• 問題と課題
1) 本文のうち、「その場所は何時も二階だった。」から始まり「いるか一番よう分かっちょる」」で終わる部分を一字一句そのまま書き写すこと。
2) 本文に基づいて次の問いに答えよ。
(a) 稲生は最初、何と云っていたか。
(b) 母は民子の気持ちが分かる根拠として、何を読んでいると云ったか。
(c) 学校では日記をどのくらいの頻度で提出することになっていたか。

• 本文
その場所は何時も二階だった。誰一人として寄せつけられないところだった。その時もそうだった。母はいそいそと先に二階に上がっていた。何を話されるか、私には想像はついていた。原稲生と婚約を私に納得させる為だった。
広い家でもないうちの中、誰が何を話しているかみんな分かってしまうではないか。前日からの父と母と稲生の話しは一部始終聞こうとは思わなくても私の耳には入っていた。父は何も云わなかった。稲生は最初は
「私が話してみようか」
と云っていた。私はその言葉に真実味を感じてうれしかった。自分で責任をとるという気持ちは好感が持てた。すると母は
「私が話す」
と云った。何と傲慢な態度だろうと私は悲しくなった。でもこれが母の総てなのだから仕方が無いのかもしれない。母のいわくには
「民子の気持ちはみんな分かっちょる。民子の日記を読んでいるから、あの子が何を考えているか一番よう分かっちょる」
というではないか。私は最低だと思った。狭いとっころで話しているのだから幸か不幸か何もかも聞こえてしまう。 
私の学校では日記を書かせて、それを一週間に一回提出することになっていた。その日記を母はうちの家事をする暇は無くても、私の日記を克明に読む時間はあったのだろうか。それを何の恥じらいもなく堂々と云ってしまう母を私は腹を立てるより悲しくさえ思った。私も母も不幸だったのだと思わなければ救われない。民子のことは私が全部分かっちょると大見栄を切る母には父も夫も何も云えなかっただろう。
それからしばらくして母が一人二階に上がって来た。泣きじゃくっている私に何やらもっともらしい事を一通り並べて母は話していた。

• 資料一覧
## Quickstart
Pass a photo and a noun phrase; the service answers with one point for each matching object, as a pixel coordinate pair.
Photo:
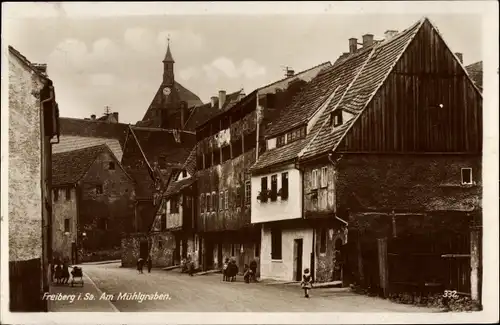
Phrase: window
(274, 188)
(209, 202)
(163, 222)
(336, 118)
(284, 186)
(276, 244)
(324, 177)
(174, 204)
(314, 179)
(216, 157)
(237, 148)
(263, 189)
(214, 201)
(322, 241)
(466, 176)
(202, 203)
(103, 223)
(280, 141)
(248, 192)
(226, 153)
(238, 195)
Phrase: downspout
(334, 163)
(46, 185)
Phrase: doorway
(297, 259)
(209, 255)
(219, 255)
(144, 249)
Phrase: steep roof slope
(69, 167)
(327, 88)
(382, 59)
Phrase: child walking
(306, 283)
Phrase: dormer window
(336, 118)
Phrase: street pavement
(207, 293)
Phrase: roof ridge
(82, 149)
(403, 50)
(295, 75)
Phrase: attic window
(336, 118)
(466, 176)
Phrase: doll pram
(77, 276)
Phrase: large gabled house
(93, 204)
(394, 154)
(227, 145)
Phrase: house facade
(93, 199)
(227, 145)
(33, 123)
(402, 153)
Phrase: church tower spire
(168, 66)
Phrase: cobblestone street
(208, 294)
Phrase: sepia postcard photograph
(249, 162)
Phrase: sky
(112, 55)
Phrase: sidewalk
(79, 299)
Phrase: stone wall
(25, 188)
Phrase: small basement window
(336, 118)
(466, 176)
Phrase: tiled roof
(279, 155)
(69, 167)
(309, 100)
(93, 129)
(199, 115)
(475, 71)
(176, 187)
(356, 95)
(157, 143)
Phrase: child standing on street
(306, 283)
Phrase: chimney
(353, 45)
(389, 34)
(41, 67)
(222, 98)
(213, 100)
(367, 40)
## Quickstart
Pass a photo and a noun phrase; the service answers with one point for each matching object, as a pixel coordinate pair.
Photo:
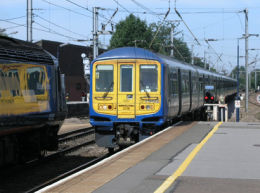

• 記述解答
1)
その場所は何時も二階だった。誰一人として寄せつけられないところだった。その時もそうだった。母はいそいそと先に二階に上がっていた。何を話されるか、私には想像はついていた。原稲生と婚約を私に納得させる為だった。
広い家でもないうちの中、誰が何を話しているかみんな分かってしまうではないか。前日からの父と母と稲生の話しは一部始終聞こうとは思わなくても私の耳には入っていた。父は何も云わなかった。稲生は最初は
「私が話してみようか」
と云っていた。私はその言葉に真実味を感じてうれしかった。自分で責任をとるという気持ちは好感が持てた。すると母は
「私が話す」
と云った。何と傲慢な態度だろうと私は悲しくなった。でもこれが母の総てなのだから仕方が無いのかもしれない。母のいわくには
「民子の気持ちはみんな分かっちょる。民子の日記を読んでいるから、あの子が何を考えているか一番よう分かっちょる」

2)
(a) 「私が話してみようか」
(b) 民子の日記
(c) 一週間に一回